What is being asked -> Every entry that follows should be repeated exactly; drop the images.

Provided records ->

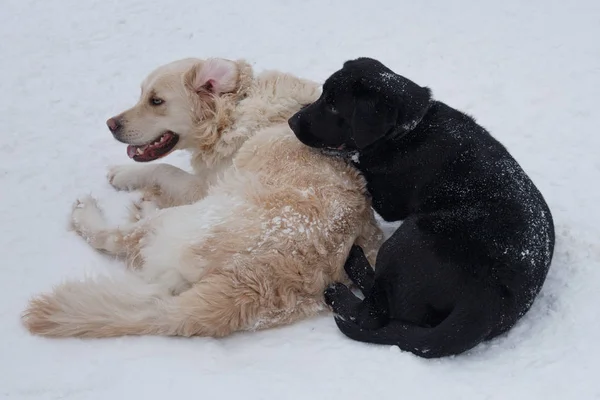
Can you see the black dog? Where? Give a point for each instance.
(477, 237)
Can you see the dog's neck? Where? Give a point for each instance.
(267, 100)
(402, 132)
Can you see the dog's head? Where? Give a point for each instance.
(177, 104)
(361, 104)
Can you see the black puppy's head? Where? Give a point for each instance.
(361, 104)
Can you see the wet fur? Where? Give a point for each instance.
(248, 242)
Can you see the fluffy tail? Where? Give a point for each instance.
(102, 307)
(462, 330)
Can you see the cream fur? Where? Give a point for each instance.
(248, 242)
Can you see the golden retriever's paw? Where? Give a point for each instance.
(86, 217)
(39, 317)
(126, 177)
(141, 209)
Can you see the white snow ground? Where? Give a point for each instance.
(528, 70)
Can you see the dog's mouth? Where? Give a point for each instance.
(334, 151)
(160, 147)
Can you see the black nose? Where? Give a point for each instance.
(113, 124)
(293, 122)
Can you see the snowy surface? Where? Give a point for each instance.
(528, 70)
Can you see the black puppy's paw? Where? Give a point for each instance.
(332, 293)
(341, 300)
(359, 270)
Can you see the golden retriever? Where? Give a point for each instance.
(249, 241)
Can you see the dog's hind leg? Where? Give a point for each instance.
(87, 220)
(359, 270)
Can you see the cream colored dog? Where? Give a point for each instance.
(248, 242)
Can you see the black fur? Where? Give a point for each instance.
(477, 237)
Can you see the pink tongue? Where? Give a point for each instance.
(131, 151)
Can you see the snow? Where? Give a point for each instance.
(528, 71)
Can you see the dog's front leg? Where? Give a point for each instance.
(164, 184)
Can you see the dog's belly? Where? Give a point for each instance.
(175, 231)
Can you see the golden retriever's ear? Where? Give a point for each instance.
(215, 75)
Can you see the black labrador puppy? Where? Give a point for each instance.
(477, 236)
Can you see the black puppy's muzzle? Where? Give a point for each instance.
(294, 123)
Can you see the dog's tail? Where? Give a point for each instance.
(463, 329)
(102, 307)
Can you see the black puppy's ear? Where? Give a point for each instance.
(371, 122)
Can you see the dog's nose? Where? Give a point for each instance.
(113, 124)
(293, 122)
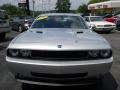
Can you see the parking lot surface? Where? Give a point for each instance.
(110, 82)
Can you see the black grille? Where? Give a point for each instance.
(59, 55)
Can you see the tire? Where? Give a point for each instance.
(2, 36)
(20, 29)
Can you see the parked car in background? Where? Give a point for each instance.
(118, 24)
(59, 50)
(98, 24)
(21, 23)
(4, 24)
(112, 19)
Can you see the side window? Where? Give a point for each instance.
(87, 19)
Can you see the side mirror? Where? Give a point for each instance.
(92, 27)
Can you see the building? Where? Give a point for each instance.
(109, 6)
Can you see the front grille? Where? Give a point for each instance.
(107, 25)
(59, 55)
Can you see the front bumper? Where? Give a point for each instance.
(5, 29)
(60, 73)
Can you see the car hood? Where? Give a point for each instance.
(49, 39)
(102, 23)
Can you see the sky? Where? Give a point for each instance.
(46, 4)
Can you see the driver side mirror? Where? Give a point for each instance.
(92, 27)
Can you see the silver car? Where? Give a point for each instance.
(59, 50)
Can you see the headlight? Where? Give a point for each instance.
(106, 53)
(13, 52)
(18, 53)
(94, 53)
(25, 53)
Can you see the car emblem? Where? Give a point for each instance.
(59, 46)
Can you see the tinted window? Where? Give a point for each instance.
(3, 15)
(59, 22)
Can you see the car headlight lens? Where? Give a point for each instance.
(93, 54)
(105, 53)
(13, 53)
(18, 53)
(25, 53)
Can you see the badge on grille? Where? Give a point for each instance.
(59, 46)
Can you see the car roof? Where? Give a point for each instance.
(54, 14)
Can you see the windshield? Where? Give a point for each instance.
(59, 22)
(96, 18)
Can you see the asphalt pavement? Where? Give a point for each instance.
(110, 82)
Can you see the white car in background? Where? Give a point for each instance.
(98, 24)
(4, 24)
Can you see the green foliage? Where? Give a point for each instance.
(63, 6)
(83, 9)
(13, 10)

Complete output ->
Can you see the black dog? Where? Give a point for each instance.
(477, 237)
Can you see the dog's neck? Where? Give a point for each instance.
(267, 100)
(402, 132)
Can you see the dog's head? Where? Give a point for each instance.
(177, 104)
(361, 104)
Can you see the black puppy's head? Where? Give a point for each instance.
(361, 104)
Can you see the wet fur? Where? Give a point for each instance.
(248, 242)
Can you see the fluffy tail? Where? Give a point for each instance.
(102, 307)
(462, 330)
Can you see the cream fur? Where? Give a point for each instance.
(248, 242)
Can you see the golden retriever's paw? Where? Give a point for each instance.
(86, 217)
(39, 317)
(126, 177)
(141, 209)
Can you see the white snow ground? Where? Give a point for each instance.
(528, 70)
Can you see the dog's mouth? Where? Give a point for each instance.
(334, 151)
(160, 147)
Can you see the black nose? Where? Give a point for each instance.
(113, 124)
(293, 122)
Can you see the snowy surface? Where? Give a point for each instance.
(528, 70)
Can you see the black puppy's paw? Where? Give a point for each instance.
(332, 293)
(341, 300)
(359, 270)
Can you see the golden retriever? Where? Give a point for each instance.
(249, 241)
Can you see the dog's hind leg? Where? Give a point for each instance.
(87, 220)
(359, 270)
Can you see the cream colored dog? Where? Give a point for each instance.
(248, 242)
Can you see the black fur? Where? Give a point for each instance.
(477, 237)
Can you see the pink tongue? Where? Give a point for each instance.
(131, 151)
Can you see the snow? Where? Give a point for each instance.
(528, 71)
Can you see the dog's front leg? Where? Give a point for each instance.
(164, 184)
Can you see the dog's belly? Where? Give a point for each instance.
(175, 231)
Can you see the golden retriever's ear? Where? Give a point for each instance.
(215, 75)
Can you see the black labrador puppy? Where? Give a point for each instance.
(477, 236)
Can you see the black puppy's muzzle? Where? Give a point for each instance.
(294, 123)
Can you see the dog's tail? Where? Give a point for each instance.
(463, 329)
(102, 307)
Can you see the black puppy's ear? Where? Give a point for each instance.
(371, 122)
Can you see the dog's nose? Where? Give a point for each instance.
(113, 124)
(293, 122)
Can you see the parking lot surface? Where? Give a point for each instance.
(110, 82)
Can you see the black grille? Where? Give a point for each instance.
(59, 55)
Can you see the tire? Where? Give a point for each instance.
(2, 36)
(20, 29)
Can you see the parked car in background? Where? Give a point for each instance.
(118, 24)
(59, 50)
(98, 24)
(21, 23)
(4, 24)
(112, 19)
Can you see the side window? Where? Give a point for each instance.
(87, 19)
Can you see the side mirror? Where? Give a point for each instance.
(92, 27)
Can you see the building? Where? Give a point for each instance.
(109, 6)
Can you see the front grille? Where? Give a point for each instance.
(107, 25)
(59, 55)
Can you see the front bumper? Where? Give a point for each instance.
(5, 29)
(60, 73)
Can you see the car hood? Where? Give a point for each instance.
(49, 39)
(102, 23)
Can you see the sky? Where? Give a point for each instance.
(46, 4)
Can you see the driver side mirror? Where? Give a point for each instance.
(92, 27)
Can you see the silver car? Where? Give a point for each instance.
(59, 50)
Can you see the headlight? Where? Give a point for each instance.
(106, 53)
(13, 52)
(18, 53)
(94, 53)
(25, 53)
Can you see the car emblem? Where? Give a point for each instance.
(59, 46)
Can you see the tinted window? Where? Give a point for each instance.
(3, 15)
(59, 22)
Can you see the car headlight lens? Where? Give a point for each instance.
(93, 54)
(105, 53)
(13, 53)
(18, 53)
(25, 53)
Can you see the badge on grille? Where? Give a point for each instance.
(59, 46)
Can you see the car roof? Where? Give a point for each instance.
(54, 14)
Can you see the windshield? Where? Give a point for each instance.
(59, 22)
(96, 18)
Can you see the asphalt pavement? Where? Give a point for each instance.
(110, 82)
Can you see the white car in background? Where? Give a point for each instance.
(98, 24)
(4, 24)
Can you see the green foliage? Where? Give a point for each instance.
(63, 6)
(83, 9)
(13, 10)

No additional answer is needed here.